Stored data entries:

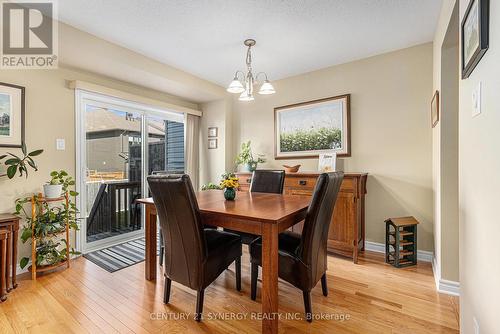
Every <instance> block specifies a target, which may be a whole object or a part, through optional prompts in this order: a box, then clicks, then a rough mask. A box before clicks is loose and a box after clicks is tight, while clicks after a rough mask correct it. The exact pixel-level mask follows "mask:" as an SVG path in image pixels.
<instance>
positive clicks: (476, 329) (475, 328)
mask: <svg viewBox="0 0 500 334" xmlns="http://www.w3.org/2000/svg"><path fill="white" fill-rule="evenodd" d="M472 321H473V322H474V334H479V324H478V323H477V319H476V317H473V318H472Z"/></svg>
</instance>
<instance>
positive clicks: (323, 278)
mask: <svg viewBox="0 0 500 334" xmlns="http://www.w3.org/2000/svg"><path fill="white" fill-rule="evenodd" d="M343 178H344V173H342V172H334V173H323V174H321V175H320V176H319V177H318V180H317V182H316V186H315V188H314V192H313V196H312V200H311V204H309V207H308V209H307V213H306V218H305V222H304V228H303V230H302V235H300V234H297V233H293V232H289V231H286V232H283V233H280V234H279V236H278V256H279V260H278V264H279V265H278V275H279V277H280V278H281V279H283V280H285V281H287V282H288V283H290V284H292V285H293V286H295V287H296V288H298V289H300V290H302V295H303V298H304V308H305V314H306V320H307V321H309V322H311V321H312V307H311V290H312V289H313V288H314V287H315V286H316V284H317V283H318V281H320V280H321V286H322V289H323V295H324V296H328V287H327V285H326V270H327V259H328V257H327V239H328V230H329V227H330V222H331V220H332V214H333V209H334V206H335V201H336V200H337V195H338V193H339V190H340V185H341V184H342V179H343ZM250 262H251V298H252V300H255V299H256V295H257V276H258V273H259V266H262V239H261V238H258V239H256V240H254V241H253V242H252V243H251V244H250Z"/></svg>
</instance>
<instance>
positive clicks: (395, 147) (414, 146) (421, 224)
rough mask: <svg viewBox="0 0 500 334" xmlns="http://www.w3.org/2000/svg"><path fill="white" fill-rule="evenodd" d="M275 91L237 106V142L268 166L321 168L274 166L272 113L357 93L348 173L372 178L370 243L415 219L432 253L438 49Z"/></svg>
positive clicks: (235, 141)
mask: <svg viewBox="0 0 500 334" xmlns="http://www.w3.org/2000/svg"><path fill="white" fill-rule="evenodd" d="M273 84H274V85H275V88H276V91H277V93H276V94H274V95H271V96H262V95H257V96H256V98H255V101H253V102H249V103H245V102H239V101H237V100H234V102H233V109H234V121H233V126H234V128H233V130H234V136H233V138H234V143H235V150H233V156H234V154H235V153H236V152H235V151H236V149H237V148H238V147H239V145H240V143H241V142H242V141H246V140H251V141H252V147H253V150H254V152H256V153H263V154H265V155H266V157H267V159H268V162H267V163H266V164H264V165H263V166H262V167H273V168H279V167H281V165H282V164H289V165H290V164H302V167H301V170H303V171H304V170H317V164H318V160H317V159H302V160H292V161H289V160H274V158H273V157H274V142H273V140H274V135H273V133H274V111H273V108H275V107H279V106H283V105H288V104H293V103H297V102H304V101H310V100H314V99H319V98H324V97H330V96H336V95H341V94H346V93H350V94H351V121H352V124H351V137H352V157H350V158H345V159H341V165H342V164H343V169H344V170H345V171H351V172H368V173H370V176H369V178H368V185H367V188H368V195H367V199H366V232H367V240H369V241H375V242H380V243H383V242H384V241H385V239H384V233H385V232H384V219H386V218H388V217H394V216H402V215H413V216H415V217H416V218H417V219H418V220H420V221H421V225H419V240H418V242H419V248H420V249H423V250H429V251H431V250H433V225H432V223H433V219H432V163H431V157H432V156H431V147H432V146H431V127H430V100H431V98H432V44H431V43H428V44H423V45H419V46H416V47H412V48H408V49H404V50H399V51H395V52H391V53H387V54H383V55H379V56H375V57H371V58H367V59H363V60H359V61H355V62H351V63H347V64H343V65H338V66H333V67H329V68H325V69H322V70H319V71H315V72H310V73H306V74H302V75H298V76H295V77H290V78H287V79H283V80H279V81H275V82H273Z"/></svg>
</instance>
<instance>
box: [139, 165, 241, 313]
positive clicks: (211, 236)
mask: <svg viewBox="0 0 500 334" xmlns="http://www.w3.org/2000/svg"><path fill="white" fill-rule="evenodd" d="M148 184H149V189H150V190H151V193H152V195H153V201H154V203H155V206H156V209H157V212H158V216H159V217H160V224H161V227H162V233H163V239H164V240H165V267H164V268H165V270H164V273H165V274H164V275H165V287H164V296H163V302H164V303H165V304H168V302H169V300H170V288H171V284H172V281H175V282H177V283H180V284H182V285H184V286H186V287H189V288H191V289H193V290H196V291H197V301H196V313H195V320H196V321H201V318H202V312H203V296H204V292H205V288H206V287H207V286H209V285H210V284H211V283H212V282H213V281H214V280H215V279H216V278H217V277H218V276H219V275H220V274H221V273H222V272H223V271H224V270H225V269H226V268H227V267H228V266H229V265H230V264H231V263H233V262H235V266H236V289H237V290H238V291H240V290H241V255H242V252H241V248H242V246H241V237H240V236H239V235H237V234H233V233H229V232H224V231H218V230H217V229H209V228H204V227H203V223H202V218H201V215H200V210H199V208H198V202H197V200H196V195H195V193H194V190H193V186H192V184H191V180H190V178H189V176H188V175H185V174H184V175H152V176H148Z"/></svg>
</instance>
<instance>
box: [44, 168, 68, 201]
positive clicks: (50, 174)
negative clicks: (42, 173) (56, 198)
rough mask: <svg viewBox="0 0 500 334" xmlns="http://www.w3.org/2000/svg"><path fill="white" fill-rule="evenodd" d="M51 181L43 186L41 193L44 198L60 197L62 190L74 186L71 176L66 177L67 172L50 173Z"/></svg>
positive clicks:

ACTIVITY:
The data must come back word for word, with every picture removed.

RESPONSE TO THIS EXERCISE:
Every <instance> block specifies a target, which may be a whole object or a part, through optional prompts in this order: a box, then clicks, then a rough mask. A box before clicks is loose and a box after clicks is tight, while clicks after a rough mask correct it. The exact pixel-level mask follows "mask:" as an SVG path in image pixels.
<instance>
positive clicks: (476, 329) (475, 328)
mask: <svg viewBox="0 0 500 334" xmlns="http://www.w3.org/2000/svg"><path fill="white" fill-rule="evenodd" d="M472 321H473V322H474V334H479V324H478V323H477V319H476V317H473V318H472Z"/></svg>
</instance>
<instance>
positive clicks: (323, 278)
mask: <svg viewBox="0 0 500 334" xmlns="http://www.w3.org/2000/svg"><path fill="white" fill-rule="evenodd" d="M343 178H344V173H342V172H334V173H323V174H321V175H320V176H319V177H318V180H317V182H316V186H315V188H314V192H313V196H312V200H311V204H309V207H308V209H307V213H306V218H305V222H304V228H303V230H302V235H300V234H297V233H293V232H289V231H286V232H283V233H280V234H279V236H278V256H279V260H278V264H279V265H278V275H279V277H280V278H281V279H283V280H285V281H287V282H288V283H290V284H292V285H293V286H295V287H296V288H298V289H300V290H302V295H303V298H304V308H305V314H306V320H307V321H309V322H311V321H312V307H311V290H312V289H313V288H314V287H315V286H316V284H317V283H318V281H320V280H321V286H322V289H323V295H324V296H328V287H327V285H326V270H327V259H328V257H327V239H328V230H329V227H330V222H331V220H332V214H333V209H334V206H335V201H336V200H337V195H338V193H339V190H340V185H341V184H342V179H343ZM250 262H251V298H252V300H255V299H256V295H257V276H258V273H259V266H262V239H261V238H258V239H256V240H254V241H253V242H252V243H251V244H250Z"/></svg>
</instance>
<instance>
positive clicks: (395, 147) (414, 146) (421, 224)
rough mask: <svg viewBox="0 0 500 334" xmlns="http://www.w3.org/2000/svg"><path fill="white" fill-rule="evenodd" d="M275 91L237 106V142L268 166L321 168L274 166L272 113L357 93L348 173L372 178L370 243L415 219L432 253L438 49Z"/></svg>
positive clicks: (235, 141)
mask: <svg viewBox="0 0 500 334" xmlns="http://www.w3.org/2000/svg"><path fill="white" fill-rule="evenodd" d="M273 84H274V85H275V88H276V91H277V93H276V94H274V95H271V96H262V95H257V96H256V98H255V101H253V102H249V103H245V102H239V101H237V100H234V102H233V109H234V121H233V126H234V128H233V130H234V136H233V138H234V143H235V150H233V156H234V154H235V153H236V152H235V151H236V149H237V148H238V147H239V145H240V143H241V142H242V141H246V140H251V141H252V147H253V150H254V152H256V153H263V154H265V155H266V157H267V159H268V162H267V163H266V164H264V165H263V166H262V167H273V168H279V167H281V165H282V164H289V165H290V164H302V167H301V170H303V171H304V170H317V164H318V160H317V159H302V160H292V161H289V160H274V158H273V157H274V142H273V140H274V135H273V133H274V111H273V108H275V107H279V106H283V105H288V104H293V103H297V102H304V101H310V100H314V99H319V98H324V97H330V96H336V95H341V94H346V93H350V94H351V121H352V124H351V137H352V157H350V158H345V159H341V165H342V164H343V169H344V170H345V171H351V172H368V173H370V176H369V178H368V185H367V188H368V195H367V199H366V232H367V240H369V241H375V242H380V243H383V242H384V241H385V239H384V233H385V232H384V219H386V218H388V217H394V216H402V215H413V216H415V217H416V218H417V219H418V220H420V221H421V225H419V240H418V242H419V248H420V249H423V250H429V251H431V250H433V225H432V223H433V219H432V163H431V157H432V156H431V147H432V146H431V127H430V100H431V98H432V44H431V43H428V44H423V45H419V46H416V47H412V48H408V49H404V50H399V51H395V52H391V53H387V54H383V55H379V56H375V57H371V58H367V59H363V60H359V61H355V62H351V63H347V64H343V65H338V66H333V67H329V68H325V69H322V70H319V71H315V72H310V73H306V74H302V75H298V76H295V77H290V78H287V79H283V80H279V81H275V82H273Z"/></svg>
</instance>
<instance>
box: [139, 165, 241, 313]
positive clicks: (211, 236)
mask: <svg viewBox="0 0 500 334" xmlns="http://www.w3.org/2000/svg"><path fill="white" fill-rule="evenodd" d="M148 184H149V189H150V190H151V193H152V195H153V201H154V203H155V206H156V209H157V212H158V216H159V217H160V224H161V227H162V233H163V239H164V240H165V267H164V268H165V270H164V273H165V274H164V275H165V287H164V296H163V302H164V303H165V304H168V302H169V300H170V288H171V284H172V281H175V282H177V283H180V284H182V285H184V286H186V287H189V288H191V289H193V290H196V291H197V301H196V313H195V320H196V321H201V318H202V312H203V296H204V292H205V288H206V287H207V286H209V285H210V284H211V283H212V282H213V281H214V280H215V279H216V278H217V277H218V276H219V275H220V274H221V273H222V272H223V271H224V270H225V269H226V268H227V267H228V266H229V265H230V264H231V263H233V262H235V266H236V289H237V290H238V291H240V290H241V255H242V252H241V248H242V246H241V237H240V236H239V235H237V234H233V233H229V232H224V231H218V230H217V229H209V228H204V227H203V223H202V218H201V215H200V210H199V208H198V202H197V200H196V195H195V193H194V190H193V186H192V184H191V180H190V178H189V176H188V175H185V174H184V175H152V176H148Z"/></svg>
</instance>
<instance>
box: [44, 168, 68, 201]
positive clicks: (50, 174)
negative clicks: (42, 173) (56, 198)
rough mask: <svg viewBox="0 0 500 334" xmlns="http://www.w3.org/2000/svg"><path fill="white" fill-rule="evenodd" d="M51 181L43 186L41 193L44 198L60 197L62 190L74 186L71 176L66 177L67 172L50 173Z"/></svg>
positive clicks:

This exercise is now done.